== TASK INPUTS

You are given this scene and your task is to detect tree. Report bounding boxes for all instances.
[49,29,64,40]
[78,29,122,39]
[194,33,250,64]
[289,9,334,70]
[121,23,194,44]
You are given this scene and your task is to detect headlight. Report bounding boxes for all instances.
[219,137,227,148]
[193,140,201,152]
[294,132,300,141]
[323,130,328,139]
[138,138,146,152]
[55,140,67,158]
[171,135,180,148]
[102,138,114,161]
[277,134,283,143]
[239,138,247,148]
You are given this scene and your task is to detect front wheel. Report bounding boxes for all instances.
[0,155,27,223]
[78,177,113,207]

====

__GIVEN TASK__: Please show each line from the items above that contains the word "bounding", copying every such line in full.

__EXERCISE OUTPUT__:
You are given this scene and your task is to detect tree. Report bounding boxes for all instances.
You are given this scene and your task is to detect headlight. Report bounding boxes for all instances.
You are given this scene and your task is to detect front wheel. Report bounding boxes for all instances.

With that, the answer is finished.